**Goal of the exercise:** Print the line that contains "Query: leafy shrub" and every line after it through the last line of the records below, exactly as written and nothing else.

**Stored data:**

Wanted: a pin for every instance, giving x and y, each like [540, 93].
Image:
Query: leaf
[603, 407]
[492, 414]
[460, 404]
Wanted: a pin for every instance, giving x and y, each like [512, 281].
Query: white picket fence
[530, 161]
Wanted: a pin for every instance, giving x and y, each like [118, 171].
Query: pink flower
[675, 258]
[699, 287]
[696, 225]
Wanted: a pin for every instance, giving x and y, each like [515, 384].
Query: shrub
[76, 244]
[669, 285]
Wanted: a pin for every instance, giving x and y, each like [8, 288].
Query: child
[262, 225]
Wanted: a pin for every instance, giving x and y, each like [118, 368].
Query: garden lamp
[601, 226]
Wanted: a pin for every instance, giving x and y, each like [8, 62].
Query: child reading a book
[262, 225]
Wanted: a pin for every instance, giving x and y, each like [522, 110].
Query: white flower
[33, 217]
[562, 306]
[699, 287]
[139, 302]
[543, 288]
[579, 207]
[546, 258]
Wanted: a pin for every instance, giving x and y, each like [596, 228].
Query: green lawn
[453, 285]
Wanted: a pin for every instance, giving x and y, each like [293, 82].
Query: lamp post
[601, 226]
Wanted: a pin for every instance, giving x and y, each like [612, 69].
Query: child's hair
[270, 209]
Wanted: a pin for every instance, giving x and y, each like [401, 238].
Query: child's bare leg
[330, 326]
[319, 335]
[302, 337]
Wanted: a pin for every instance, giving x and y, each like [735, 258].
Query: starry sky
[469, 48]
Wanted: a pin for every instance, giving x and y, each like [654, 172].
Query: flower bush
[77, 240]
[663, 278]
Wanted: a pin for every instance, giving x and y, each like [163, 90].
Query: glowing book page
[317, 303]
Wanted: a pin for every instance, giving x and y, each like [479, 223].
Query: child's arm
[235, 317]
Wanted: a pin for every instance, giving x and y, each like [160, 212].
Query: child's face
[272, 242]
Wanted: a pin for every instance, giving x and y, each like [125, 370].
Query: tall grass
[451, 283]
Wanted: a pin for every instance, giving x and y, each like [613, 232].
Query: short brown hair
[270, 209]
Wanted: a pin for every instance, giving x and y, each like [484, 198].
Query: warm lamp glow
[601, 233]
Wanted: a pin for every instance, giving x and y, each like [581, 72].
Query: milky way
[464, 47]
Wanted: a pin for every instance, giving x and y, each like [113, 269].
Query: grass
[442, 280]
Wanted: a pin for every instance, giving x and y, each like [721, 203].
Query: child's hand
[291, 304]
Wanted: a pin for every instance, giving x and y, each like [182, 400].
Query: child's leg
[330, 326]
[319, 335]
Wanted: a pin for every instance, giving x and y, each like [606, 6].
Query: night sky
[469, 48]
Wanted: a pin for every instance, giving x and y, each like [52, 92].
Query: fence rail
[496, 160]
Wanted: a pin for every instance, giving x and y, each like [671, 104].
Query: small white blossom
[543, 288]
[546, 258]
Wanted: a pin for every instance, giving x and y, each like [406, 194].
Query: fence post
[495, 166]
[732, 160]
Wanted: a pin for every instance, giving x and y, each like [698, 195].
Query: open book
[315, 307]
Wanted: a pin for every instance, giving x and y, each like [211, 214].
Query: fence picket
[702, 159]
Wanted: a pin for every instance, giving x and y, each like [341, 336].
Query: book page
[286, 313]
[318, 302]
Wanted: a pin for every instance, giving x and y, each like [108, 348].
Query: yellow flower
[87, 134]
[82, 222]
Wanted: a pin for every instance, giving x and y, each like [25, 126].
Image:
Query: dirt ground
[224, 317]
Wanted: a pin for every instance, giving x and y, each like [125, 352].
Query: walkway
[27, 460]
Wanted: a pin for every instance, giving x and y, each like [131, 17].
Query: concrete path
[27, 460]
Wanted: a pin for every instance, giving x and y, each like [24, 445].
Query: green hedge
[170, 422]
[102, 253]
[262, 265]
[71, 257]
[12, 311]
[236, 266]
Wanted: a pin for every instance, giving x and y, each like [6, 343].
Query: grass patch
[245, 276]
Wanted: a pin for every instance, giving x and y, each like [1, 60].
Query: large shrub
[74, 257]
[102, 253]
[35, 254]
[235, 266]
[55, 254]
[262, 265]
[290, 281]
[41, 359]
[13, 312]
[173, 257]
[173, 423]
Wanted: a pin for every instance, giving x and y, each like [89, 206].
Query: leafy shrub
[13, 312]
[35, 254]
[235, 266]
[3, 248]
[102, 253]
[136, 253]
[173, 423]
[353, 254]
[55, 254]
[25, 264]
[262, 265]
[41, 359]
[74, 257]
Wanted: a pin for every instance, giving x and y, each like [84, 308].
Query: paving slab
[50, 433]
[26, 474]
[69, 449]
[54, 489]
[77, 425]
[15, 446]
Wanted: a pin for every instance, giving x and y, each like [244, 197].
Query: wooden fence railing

**Response area:**
Query: leafy shrub
[13, 312]
[35, 254]
[235, 266]
[3, 248]
[102, 253]
[136, 253]
[173, 423]
[353, 254]
[55, 254]
[25, 264]
[262, 265]
[41, 359]
[74, 257]
Wanted: a pin for every instance, giving x and y, each like [84, 308].
Query: paving slab
[50, 433]
[26, 474]
[69, 449]
[54, 489]
[77, 425]
[15, 446]
Wanted: a pin for every instance, giving x and y, each like [244, 197].
Query: wooden fence railing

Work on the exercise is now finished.